Peluso was born in Buenos Aires and moved with her family to Spain when she was 10. “I always felt like an outsider, because my parents were so Argentine,” she said. “In Barcelona, my friends were from Colombia and Puerto Rico, and I was learning about all their cultures. I was crossing barriers all the time. I lived with the feeling that I am a nomad. With my career I’m always traveling, I’m always in a different place, but my soul is my home.”
She knew, early on, that she wanted to perform. She studied audiovisual communication, dance and theater, and as a teenager she sang covers of Frank Sinatra and Nina Simone in hotels and restaurants. For a while she supported herself as a street performer in Madrid, set up with a keyboard and typing what she calls “fast poetry” for cash: “Give me a word and I’ll write a poem in two minutes,” she said. “I started to see I was good. So I started to put music to these poems. How can I sing this? No, I can’t sing this, because it’s too strange. But I can rap it! So I started to rap these poems with lo-fi beats.”
In 2017, she released an EP of those raps, “Esmeralda,” and a no-budget video for the title song; it now has 8 million views on YouTube. She followed the EP with a single: the spiraling, furious, trap-tinged breakup song “Corashe.”
The word was her own twist on the Spanish word “coraje”: “courage.” And she bent its syllables because the standard word was “boring,” she said. “Coraje is different to say from corashe,” she explained. “The way the word inserts in your mind is different. Like when you play an electric guitar, it is different from a classical guitar. ‘Corashe’ doesn’t exist in a language but it’s a good sound.”

→ Records:
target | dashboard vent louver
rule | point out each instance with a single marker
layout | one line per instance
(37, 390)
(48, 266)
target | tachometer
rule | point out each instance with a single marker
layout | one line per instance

→ Questions on the material:
- 1) Summarize the profile of Peluso in two sentences.
- 2) Proceed with the profile of Peluso, picking up after its final sentence.

→ Results for the exercise:
- 1) Born in Buenos Aires and raised in Spain from age 10, Peluso felt like an outsider and a nomad, studied audiovisual communication, dance and theater, and supported herself as a street performer in Madrid writing "fast poetry" that she later rapped over lo-fi beats. In 2017 she released the EP "Esmeralda," whose title-song video now has 8 million views on YouTube, and followed it with the single "Corashe," a twist on the Spanish word "coraje" that she adopted because the standard word was "boring."

- 2)
The song was taken up as an empowerment anthem. “I wrote ‘Corashe,’ and then the feminism came to me,” Peluso said. “When I was in Argentina singing ‘Corashe,’ the girls were crying, like ‘Ahhhh,’ like this is a movement. It means a lot to me. I feel like I was the channel for something important that needed to be said.”
The song carried Peluso to tours, to a second EP (“La Sandunguera”) and to a contract with a major label (Sony), along with fashion deals including an Adidas endorsement. Working with Arcaute, Peluso assembled “Calambre” in Spain, Miami, Los Angeles and Argentina, often working remotely before and during the pandemic. They enlisted far-flung collaborators like the hip-hop producer Illmind, the Puerto Rican salsa mainstay Ramón Sánchez and the horn-section arranger Michael B. Nelson, who often worked with Prince.
But Peluso recorded “Buenos Aires” with the musicians who had backed the beloved Argentine rock songwriter Luis Alberto Spinetta, who died in 2012, at the Buenos Aires studio he had used for many years. Arcaute, who had also been in Spinetta’s band, said the musicians were returning to that studio for the first time. “It was a really special session, super-emotional,” he recalled.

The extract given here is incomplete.